BEGIN

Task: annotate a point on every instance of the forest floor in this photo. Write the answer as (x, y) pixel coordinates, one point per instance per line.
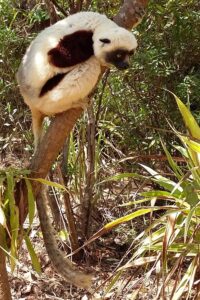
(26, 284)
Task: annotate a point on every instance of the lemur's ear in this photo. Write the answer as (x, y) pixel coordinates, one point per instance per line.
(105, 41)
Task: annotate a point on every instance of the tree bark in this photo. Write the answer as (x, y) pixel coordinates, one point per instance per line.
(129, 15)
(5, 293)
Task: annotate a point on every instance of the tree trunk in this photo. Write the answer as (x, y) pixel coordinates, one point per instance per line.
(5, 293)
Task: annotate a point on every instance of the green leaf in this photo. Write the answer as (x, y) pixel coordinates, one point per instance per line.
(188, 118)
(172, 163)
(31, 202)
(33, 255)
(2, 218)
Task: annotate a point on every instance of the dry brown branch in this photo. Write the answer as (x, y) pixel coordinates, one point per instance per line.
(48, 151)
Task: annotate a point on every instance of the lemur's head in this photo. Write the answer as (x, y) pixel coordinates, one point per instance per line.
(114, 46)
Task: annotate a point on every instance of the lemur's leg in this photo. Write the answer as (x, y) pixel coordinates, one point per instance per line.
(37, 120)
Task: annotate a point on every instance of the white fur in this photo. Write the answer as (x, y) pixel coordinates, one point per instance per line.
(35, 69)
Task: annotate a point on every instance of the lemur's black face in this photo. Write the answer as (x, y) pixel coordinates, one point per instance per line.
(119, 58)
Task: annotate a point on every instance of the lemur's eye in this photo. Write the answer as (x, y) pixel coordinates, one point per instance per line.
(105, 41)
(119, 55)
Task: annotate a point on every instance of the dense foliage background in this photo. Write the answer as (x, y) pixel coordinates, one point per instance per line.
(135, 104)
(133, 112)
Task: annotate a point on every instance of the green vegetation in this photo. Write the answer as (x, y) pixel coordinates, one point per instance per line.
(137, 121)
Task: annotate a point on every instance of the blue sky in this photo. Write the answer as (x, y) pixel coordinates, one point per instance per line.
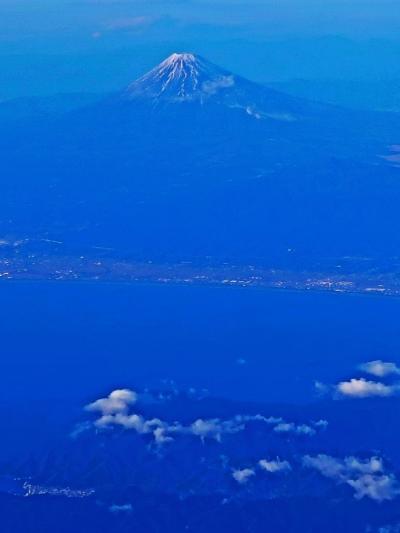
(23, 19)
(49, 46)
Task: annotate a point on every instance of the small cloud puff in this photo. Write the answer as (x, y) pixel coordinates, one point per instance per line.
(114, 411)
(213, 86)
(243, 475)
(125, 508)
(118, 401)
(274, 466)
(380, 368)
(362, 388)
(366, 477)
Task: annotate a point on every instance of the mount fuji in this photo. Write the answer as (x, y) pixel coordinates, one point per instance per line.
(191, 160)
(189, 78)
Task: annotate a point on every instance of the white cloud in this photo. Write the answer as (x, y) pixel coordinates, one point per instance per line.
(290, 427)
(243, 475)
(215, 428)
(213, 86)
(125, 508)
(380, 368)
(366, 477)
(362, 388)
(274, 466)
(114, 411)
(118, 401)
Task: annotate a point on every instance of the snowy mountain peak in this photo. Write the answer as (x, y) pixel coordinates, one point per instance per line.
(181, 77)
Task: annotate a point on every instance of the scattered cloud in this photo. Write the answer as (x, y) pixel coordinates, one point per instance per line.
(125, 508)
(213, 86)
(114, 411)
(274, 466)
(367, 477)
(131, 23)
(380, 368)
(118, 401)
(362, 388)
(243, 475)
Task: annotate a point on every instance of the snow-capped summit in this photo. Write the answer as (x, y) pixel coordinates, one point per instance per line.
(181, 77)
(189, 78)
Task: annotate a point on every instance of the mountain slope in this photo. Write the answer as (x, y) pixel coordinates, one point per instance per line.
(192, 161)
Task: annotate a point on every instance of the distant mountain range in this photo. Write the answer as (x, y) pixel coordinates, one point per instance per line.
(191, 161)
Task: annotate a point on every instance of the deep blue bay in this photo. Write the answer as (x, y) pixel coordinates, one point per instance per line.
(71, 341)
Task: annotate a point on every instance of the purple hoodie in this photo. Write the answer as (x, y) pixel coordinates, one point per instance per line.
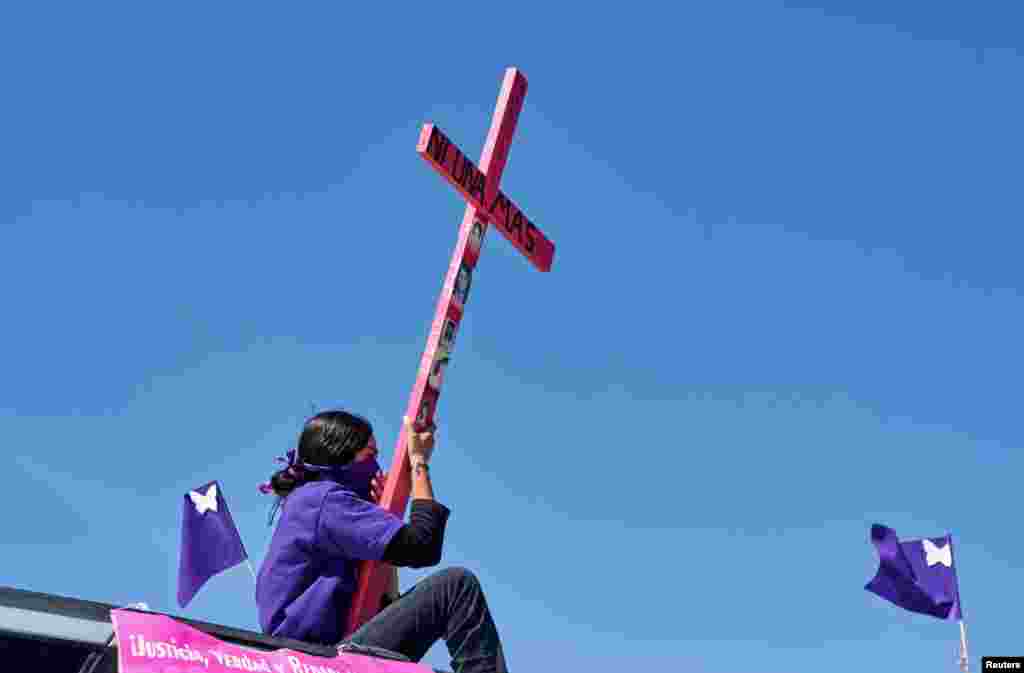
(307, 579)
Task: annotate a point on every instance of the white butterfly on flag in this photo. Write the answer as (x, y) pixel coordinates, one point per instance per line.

END

### To do
Transcribe exactly, and without any pictures, each line from the one that holds "Task: annotate a point on every instance of the deep" through the final line of the material above.

### Exercise solution
Task: annotate a point on every instance of the deep blue bay in this photo. Write the answer as (x, y) pixel coordinates, one point per instance per line.
(71, 341)
Task: annotate a point on every instance of the purple hoodie in this photo. Write the answer as (x, y) pixel coordinates, one point per instance per line.
(307, 579)
Task: annotate a point on every instance of the white butterfly on flag in this photo. Write the answer as (x, y) pixel coordinates, one point per instance per line.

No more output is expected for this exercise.